_Exercise description_:
Say how many lines in the records contain the string "flamingo". Nothing but the number should be given.

==== Excerpted data

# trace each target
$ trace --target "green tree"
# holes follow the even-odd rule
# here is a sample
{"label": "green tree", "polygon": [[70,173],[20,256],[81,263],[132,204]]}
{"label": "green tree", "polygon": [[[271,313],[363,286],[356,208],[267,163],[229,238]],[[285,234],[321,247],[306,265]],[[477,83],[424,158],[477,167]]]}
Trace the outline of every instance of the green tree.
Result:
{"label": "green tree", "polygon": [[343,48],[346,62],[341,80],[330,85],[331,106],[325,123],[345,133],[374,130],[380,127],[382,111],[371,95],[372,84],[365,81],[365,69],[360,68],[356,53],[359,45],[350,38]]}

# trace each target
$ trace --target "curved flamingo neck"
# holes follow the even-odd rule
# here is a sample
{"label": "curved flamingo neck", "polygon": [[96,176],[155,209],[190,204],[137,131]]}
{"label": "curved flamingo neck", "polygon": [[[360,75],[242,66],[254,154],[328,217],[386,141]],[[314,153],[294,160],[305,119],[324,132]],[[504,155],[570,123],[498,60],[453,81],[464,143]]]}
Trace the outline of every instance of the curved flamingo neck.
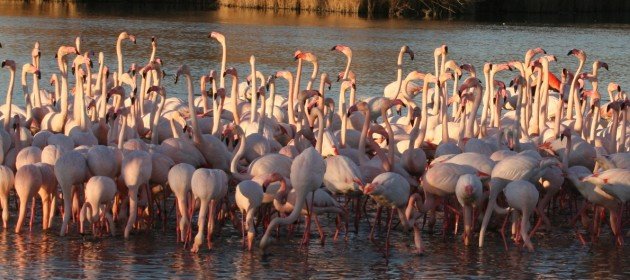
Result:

========

_Response_:
4